** START Provided data **

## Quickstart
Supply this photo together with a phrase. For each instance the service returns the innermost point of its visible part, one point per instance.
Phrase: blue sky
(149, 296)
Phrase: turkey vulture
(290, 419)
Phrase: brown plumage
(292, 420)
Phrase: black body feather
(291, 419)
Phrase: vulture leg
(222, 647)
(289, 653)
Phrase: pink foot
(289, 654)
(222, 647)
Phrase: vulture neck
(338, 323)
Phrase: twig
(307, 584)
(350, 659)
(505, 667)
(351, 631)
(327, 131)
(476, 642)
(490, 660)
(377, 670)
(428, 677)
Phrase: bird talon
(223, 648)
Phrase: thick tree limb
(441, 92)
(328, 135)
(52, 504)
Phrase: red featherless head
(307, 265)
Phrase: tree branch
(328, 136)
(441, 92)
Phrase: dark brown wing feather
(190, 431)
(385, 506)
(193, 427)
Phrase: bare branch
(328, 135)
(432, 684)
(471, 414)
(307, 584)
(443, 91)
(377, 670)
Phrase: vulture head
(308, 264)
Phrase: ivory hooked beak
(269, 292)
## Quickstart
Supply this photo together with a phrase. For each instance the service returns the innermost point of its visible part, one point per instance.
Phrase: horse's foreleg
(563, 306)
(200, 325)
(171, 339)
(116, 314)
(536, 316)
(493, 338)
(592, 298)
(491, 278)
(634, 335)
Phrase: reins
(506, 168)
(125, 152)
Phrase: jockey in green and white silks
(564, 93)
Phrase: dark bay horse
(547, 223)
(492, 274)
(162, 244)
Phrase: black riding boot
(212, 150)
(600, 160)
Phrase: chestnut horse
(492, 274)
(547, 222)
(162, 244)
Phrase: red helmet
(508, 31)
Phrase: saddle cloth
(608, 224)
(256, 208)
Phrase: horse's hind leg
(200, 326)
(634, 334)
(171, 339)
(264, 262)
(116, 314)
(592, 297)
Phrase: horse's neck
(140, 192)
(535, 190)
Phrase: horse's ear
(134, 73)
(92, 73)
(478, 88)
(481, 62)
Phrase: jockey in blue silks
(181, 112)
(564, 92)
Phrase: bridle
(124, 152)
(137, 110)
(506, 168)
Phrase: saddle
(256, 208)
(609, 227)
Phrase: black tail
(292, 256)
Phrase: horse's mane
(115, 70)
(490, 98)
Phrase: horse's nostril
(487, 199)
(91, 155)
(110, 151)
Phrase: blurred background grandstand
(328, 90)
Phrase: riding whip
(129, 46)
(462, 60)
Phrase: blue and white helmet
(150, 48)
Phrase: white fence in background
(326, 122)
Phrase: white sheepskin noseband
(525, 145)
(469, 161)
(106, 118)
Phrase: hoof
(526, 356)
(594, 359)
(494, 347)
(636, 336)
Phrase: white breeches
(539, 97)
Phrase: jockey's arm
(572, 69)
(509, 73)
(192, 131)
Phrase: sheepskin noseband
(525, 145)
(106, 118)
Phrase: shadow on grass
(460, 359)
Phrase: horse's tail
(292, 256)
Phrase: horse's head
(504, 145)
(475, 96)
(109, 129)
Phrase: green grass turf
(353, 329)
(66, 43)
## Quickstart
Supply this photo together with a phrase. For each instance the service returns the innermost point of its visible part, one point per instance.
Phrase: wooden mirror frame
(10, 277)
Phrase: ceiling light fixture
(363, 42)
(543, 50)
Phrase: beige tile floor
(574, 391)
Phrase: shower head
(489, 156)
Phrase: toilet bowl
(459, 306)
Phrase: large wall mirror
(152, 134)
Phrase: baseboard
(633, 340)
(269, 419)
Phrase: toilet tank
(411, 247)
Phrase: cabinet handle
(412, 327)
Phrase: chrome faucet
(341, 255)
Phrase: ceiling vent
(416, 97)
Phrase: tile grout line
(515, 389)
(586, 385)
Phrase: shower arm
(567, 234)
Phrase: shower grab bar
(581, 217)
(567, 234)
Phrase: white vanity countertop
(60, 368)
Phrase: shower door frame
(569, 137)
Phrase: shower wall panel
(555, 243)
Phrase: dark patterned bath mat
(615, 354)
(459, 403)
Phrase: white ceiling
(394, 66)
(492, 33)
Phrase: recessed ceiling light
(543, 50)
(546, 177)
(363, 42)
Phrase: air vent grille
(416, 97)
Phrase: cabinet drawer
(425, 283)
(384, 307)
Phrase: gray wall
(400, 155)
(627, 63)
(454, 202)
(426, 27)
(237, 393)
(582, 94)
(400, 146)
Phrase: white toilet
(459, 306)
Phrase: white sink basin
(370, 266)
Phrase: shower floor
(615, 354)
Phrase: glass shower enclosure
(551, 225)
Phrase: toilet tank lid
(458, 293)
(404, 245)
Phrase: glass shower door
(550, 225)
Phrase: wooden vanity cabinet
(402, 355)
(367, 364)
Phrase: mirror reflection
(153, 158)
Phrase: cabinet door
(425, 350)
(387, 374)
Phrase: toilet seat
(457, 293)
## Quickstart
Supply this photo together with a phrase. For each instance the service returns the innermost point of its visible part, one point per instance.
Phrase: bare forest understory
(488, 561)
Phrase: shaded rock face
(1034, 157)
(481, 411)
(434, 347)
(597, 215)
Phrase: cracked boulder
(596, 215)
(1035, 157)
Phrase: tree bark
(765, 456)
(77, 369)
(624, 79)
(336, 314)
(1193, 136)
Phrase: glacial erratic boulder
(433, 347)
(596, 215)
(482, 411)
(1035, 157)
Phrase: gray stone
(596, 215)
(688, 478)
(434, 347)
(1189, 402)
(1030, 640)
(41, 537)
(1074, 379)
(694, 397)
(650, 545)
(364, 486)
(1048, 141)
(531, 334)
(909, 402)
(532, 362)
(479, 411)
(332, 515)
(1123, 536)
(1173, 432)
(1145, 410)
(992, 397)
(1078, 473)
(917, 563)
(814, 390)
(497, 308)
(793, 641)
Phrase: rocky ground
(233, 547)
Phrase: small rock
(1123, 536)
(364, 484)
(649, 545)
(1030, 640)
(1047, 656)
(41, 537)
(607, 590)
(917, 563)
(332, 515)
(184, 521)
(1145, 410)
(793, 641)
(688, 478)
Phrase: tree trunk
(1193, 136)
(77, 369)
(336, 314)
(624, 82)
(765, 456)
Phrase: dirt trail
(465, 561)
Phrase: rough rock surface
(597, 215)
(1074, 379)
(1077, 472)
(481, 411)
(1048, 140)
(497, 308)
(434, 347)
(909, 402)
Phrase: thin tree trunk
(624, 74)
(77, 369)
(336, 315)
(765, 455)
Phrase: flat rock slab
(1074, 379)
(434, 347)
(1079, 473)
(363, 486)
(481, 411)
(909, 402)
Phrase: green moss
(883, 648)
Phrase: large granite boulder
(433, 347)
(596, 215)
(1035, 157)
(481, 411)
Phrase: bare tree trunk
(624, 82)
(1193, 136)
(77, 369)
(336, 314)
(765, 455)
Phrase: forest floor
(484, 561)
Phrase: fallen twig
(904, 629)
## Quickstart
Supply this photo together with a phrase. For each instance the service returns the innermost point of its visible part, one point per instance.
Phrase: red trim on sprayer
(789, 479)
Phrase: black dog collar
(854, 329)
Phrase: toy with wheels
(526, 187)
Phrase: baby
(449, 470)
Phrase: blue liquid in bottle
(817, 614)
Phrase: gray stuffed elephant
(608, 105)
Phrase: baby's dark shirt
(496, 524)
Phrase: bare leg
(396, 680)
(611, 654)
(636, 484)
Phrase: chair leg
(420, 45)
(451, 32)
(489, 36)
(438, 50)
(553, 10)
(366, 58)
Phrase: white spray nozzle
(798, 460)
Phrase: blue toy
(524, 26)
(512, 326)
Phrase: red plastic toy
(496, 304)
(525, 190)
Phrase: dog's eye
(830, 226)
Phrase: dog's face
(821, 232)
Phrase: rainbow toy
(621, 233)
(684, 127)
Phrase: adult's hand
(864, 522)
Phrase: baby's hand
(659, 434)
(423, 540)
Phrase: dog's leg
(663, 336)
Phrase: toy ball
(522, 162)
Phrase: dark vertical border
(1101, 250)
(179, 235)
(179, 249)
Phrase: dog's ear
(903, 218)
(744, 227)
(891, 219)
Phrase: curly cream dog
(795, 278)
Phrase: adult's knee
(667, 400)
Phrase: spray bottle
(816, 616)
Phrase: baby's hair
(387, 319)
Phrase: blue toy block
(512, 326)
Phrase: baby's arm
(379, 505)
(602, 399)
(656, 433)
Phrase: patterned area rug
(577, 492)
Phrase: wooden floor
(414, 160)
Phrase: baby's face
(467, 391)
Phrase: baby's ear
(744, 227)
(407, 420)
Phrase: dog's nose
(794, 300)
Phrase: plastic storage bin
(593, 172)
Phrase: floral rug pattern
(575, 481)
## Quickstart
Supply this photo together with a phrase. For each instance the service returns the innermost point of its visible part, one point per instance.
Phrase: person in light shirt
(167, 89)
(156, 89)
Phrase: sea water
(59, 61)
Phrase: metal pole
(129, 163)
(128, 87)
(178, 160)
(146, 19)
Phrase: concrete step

** END Provided data **

== What the exercise asks ==
Starting at the line that contains "Phrase: curly cream dog", quote each remaining line of the entries above, unchanged.

== Expected output ==
Phrase: curly cream dog
(795, 278)
Phrase: adult's knee
(667, 400)
Phrase: spray bottle
(816, 616)
Phrase: baby's hair
(387, 319)
Phrase: blue toy block
(512, 326)
Phrase: baby's arm
(379, 505)
(602, 399)
(656, 433)
Phrase: patterned area rug
(577, 492)
Phrase: wooden floor
(414, 160)
Phrase: baby's face
(467, 391)
Phrase: baby's ear
(744, 227)
(407, 420)
Phrase: dog's nose
(794, 300)
Phrase: plastic storage bin
(593, 172)
Phrase: floral rug pattern
(575, 481)
## Quickstart
Supply this photo together with a phrase. For each instance the service returns the innermost point of its visible part, one point per instance.
Phrase: person in light shirt
(167, 89)
(156, 89)
Phrase: sea water
(59, 61)
Phrase: metal pole
(129, 163)
(128, 87)
(178, 160)
(146, 19)
Phrase: concrete step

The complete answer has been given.